## Document

== == ==

History Mode
History mode is a sync mode that we use to track history where the history of an object has analytical value. In history mode, Fivetran records every version of each record in the source table to the corresponding table in your destination. With history mode, you can analyze data from a particular point in time or analyze how data has changed over time.
Depending on the connector type, Fivetran uses different approaches to retain historical data:
- For connectors where Fivetran defines the schema, we track history for a predefined connector-specific set of tables. We select those tables based on the analytical value of their historical data. For these connectors, you cannot change which tables track history.
- For connectors where Fivetran just replicates the schema, we give you the option to select which tables track history. For these connectors, you can switch any supported table to history mode to track its history.

== == ==

## Supplied information
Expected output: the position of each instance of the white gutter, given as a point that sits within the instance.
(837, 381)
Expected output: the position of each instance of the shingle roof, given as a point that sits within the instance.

== == ==

## Work to be completed
Reproduce the entire History Mode text word for word, with nothing left out.

## Result
History Mode
History mode is a sync mode that we use to track history where the history of an object has analytical value. In history mode, Fivetran records every version of each record in the source table to the corresponding table in your destination. With history mode, you can analyze data from a particular point in time or analyze how data has changed over time.
Depending on the connector type, Fivetran uses different approaches to retain historical data:
- For connectors where Fivetran defines the schema, we track history for a predefined connector-specific set of tables. We select those tables based on the analytical value of their historical data. For these connectors, you cannot change which tables track history.
- For connectors where Fivetran just replicates the schema, we give you the option to select which tables track history. For these connectors, you can switch any supported table to history mode to track its history.